Work to be completed =
Transcribe all of the data exactly, leaving nothing out.
--*--
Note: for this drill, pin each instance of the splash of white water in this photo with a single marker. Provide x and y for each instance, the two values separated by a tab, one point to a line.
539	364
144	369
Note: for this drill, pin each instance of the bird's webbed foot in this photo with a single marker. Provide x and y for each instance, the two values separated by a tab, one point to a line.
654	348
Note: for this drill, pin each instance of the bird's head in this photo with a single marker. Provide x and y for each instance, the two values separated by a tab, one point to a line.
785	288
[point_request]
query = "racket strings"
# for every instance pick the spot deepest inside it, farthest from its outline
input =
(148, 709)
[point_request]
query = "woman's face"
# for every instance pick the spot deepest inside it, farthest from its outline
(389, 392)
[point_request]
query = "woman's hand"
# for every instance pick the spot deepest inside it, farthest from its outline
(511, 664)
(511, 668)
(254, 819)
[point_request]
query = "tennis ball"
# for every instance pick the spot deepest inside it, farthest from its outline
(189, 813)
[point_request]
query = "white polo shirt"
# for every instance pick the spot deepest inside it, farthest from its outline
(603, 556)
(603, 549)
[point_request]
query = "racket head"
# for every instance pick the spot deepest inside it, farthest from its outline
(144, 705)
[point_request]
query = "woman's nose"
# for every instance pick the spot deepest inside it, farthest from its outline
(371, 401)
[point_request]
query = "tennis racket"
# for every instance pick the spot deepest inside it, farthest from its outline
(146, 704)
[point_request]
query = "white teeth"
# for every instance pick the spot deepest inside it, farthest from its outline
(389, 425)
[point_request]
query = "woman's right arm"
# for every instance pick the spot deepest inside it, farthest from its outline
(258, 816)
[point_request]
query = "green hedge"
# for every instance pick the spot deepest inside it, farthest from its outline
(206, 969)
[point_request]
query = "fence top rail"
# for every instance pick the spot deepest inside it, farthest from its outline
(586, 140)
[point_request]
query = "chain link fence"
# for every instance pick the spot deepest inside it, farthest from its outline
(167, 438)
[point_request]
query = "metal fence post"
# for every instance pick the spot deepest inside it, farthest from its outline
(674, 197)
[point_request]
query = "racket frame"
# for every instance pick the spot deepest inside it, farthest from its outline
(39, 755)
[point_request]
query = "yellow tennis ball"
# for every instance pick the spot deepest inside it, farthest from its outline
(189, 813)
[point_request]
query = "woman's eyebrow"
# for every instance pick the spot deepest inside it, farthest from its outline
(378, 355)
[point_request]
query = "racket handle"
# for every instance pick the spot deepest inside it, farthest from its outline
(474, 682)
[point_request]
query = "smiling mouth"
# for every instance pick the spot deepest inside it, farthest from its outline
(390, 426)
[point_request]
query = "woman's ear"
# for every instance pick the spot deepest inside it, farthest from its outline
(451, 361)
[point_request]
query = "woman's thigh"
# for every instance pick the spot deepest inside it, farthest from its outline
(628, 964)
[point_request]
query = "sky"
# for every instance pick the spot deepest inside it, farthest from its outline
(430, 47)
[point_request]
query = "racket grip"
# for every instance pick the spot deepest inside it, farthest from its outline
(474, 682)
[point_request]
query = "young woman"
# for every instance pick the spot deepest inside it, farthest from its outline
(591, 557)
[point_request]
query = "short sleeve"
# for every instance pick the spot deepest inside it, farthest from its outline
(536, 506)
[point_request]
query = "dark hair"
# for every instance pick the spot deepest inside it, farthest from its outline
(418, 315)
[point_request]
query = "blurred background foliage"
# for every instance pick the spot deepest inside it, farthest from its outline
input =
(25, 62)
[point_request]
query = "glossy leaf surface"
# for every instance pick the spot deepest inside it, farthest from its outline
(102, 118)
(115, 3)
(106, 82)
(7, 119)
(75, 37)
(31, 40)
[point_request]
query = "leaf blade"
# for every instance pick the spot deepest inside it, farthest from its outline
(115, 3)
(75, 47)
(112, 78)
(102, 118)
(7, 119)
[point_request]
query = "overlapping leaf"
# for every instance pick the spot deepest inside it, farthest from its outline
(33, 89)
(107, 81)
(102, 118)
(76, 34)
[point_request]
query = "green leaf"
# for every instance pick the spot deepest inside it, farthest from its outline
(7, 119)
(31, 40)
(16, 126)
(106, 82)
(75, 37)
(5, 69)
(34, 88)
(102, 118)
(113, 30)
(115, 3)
--*--
Answer below =
Note: for this drill, pin each instance of the splash of white water in this photo with a single marker. Provide x and y for each instance, the two values separated by a tab, one point to a line.
539	364
144	369
Note: for this drill, pin each instance of the bird's webbed foot in this photo with a single marker. Provide x and y for each instance, the two values separated by a tab, one point to a line.
654	348
Note: for this drill, pin each instance of the bird's head in this photo with a single marker. Provide x and y for each instance, the two values separated by a tab, one point to a line.
785	288
[point_request]
query = "racket strings"
# for every instance pick the spot deepest inside it, farthest from its outline
input =
(148, 709)
[point_request]
query = "woman's face"
# for every instance pick the spot deepest inside it, farthest from its outline
(389, 392)
[point_request]
query = "woman's hand"
# for every instance pick the spot deepest inside it, farthest from its outline
(511, 664)
(511, 668)
(254, 819)
[point_request]
query = "tennis ball"
# for every instance pick the spot deepest inside it, farthest from its outline
(189, 813)
[point_request]
query = "white polo shirt"
# for every instance pick the spot deepest inside it, farthest from its outline
(603, 556)
(603, 549)
[point_request]
query = "racket head"
# for every instance pick the spot deepest inside it, farthest from its outline
(144, 705)
[point_request]
query = "woman's nose"
# for every instance pick the spot deepest inside it, farthest from its outline
(371, 401)
[point_request]
query = "tennis racket"
# for every instance pick the spot deepest inside it, farthest from its outline
(146, 704)
[point_request]
query = "white teeth"
# for every instance pick the spot deepest inside it, farthest from its outline
(389, 425)
[point_request]
query = "woman's right arm"
# for every instance pick the spot deepest inside it, farthest from its outline
(258, 816)
[point_request]
query = "green hedge"
# for every instance pick the spot deepest inside it, farthest from its outline
(206, 969)
[point_request]
query = "fence top rail"
# for every instance pick the spot deepest inside it, farthest from its outline
(586, 140)
[point_request]
query = "chain link fence"
# for every instance pick the spot deepest inside it, farthest from its outline
(167, 438)
[point_request]
query = "metal fence post"
# for every instance pick the spot deepest inside it, farthest from its outline
(674, 197)
[point_request]
query = "racket frame"
# for every instance pick the spot deepest inside it, farthest from its outline
(39, 755)
[point_request]
query = "yellow tennis ball"
# for every instance pick the spot deepest inside it, farthest from its outline
(189, 813)
[point_request]
query = "woman's eyebrow"
# for every instance pick the spot deepest inside it, farthest from its outline
(378, 355)
[point_request]
query = "racket handle"
# for every instance pick the spot deepest inside it, farthest from its outline
(474, 682)
[point_request]
query = "smiling mouth"
# for every instance pick the spot deepest inside it, farthest from its outline
(390, 426)
[point_request]
query = "woman's ear"
# for every instance pick the spot deepest inside it, farthest from its outline
(451, 361)
[point_request]
query = "woman's thigh"
# for every instance pick the spot deepest inside it, farthest from its outline
(628, 964)
[point_request]
query = "sky"
# for every instance pick the spot deepest inside it, farthest from its outline
(430, 47)
[point_request]
query = "racket grip"
# for every instance pick the spot deepest inside it, farthest from its outline
(474, 682)
[point_request]
query = "young woman"
# for every instance pick the spot deepest inside it, farthest from its outline
(591, 557)
[point_request]
query = "short sleeve"
# for every instance pick the spot deepest inside it, farthest from its outline
(536, 506)
[point_request]
query = "dark hair"
# for every instance pick the spot deepest inside it, farthest from its outline
(418, 315)
[point_request]
query = "blurred background foliage"
# for every instance pick the spot deepest inside it, farthest from its outline
input =
(25, 62)
[point_request]
query = "glossy leaf surface"
# for every instance pick the spot deepest inside it, farthest from its outline
(102, 118)
(115, 3)
(106, 82)
(7, 119)
(75, 37)
(31, 40)
[point_request]
query = "leaf blade"
# for every instance pick the spot deepest inside it, farthest from its outline
(115, 3)
(75, 47)
(112, 78)
(102, 118)
(7, 119)
[point_request]
query = "overlapping leaf"
# for every instance pick the spot deepest inside it, farthest from its outline
(33, 89)
(107, 81)
(102, 118)
(76, 34)
[point_request]
query = "green leaf"
# for every instance pick the spot deepest inside it, farthest from its outline
(7, 119)
(31, 40)
(16, 126)
(106, 82)
(75, 37)
(5, 69)
(34, 88)
(102, 118)
(113, 30)
(115, 3)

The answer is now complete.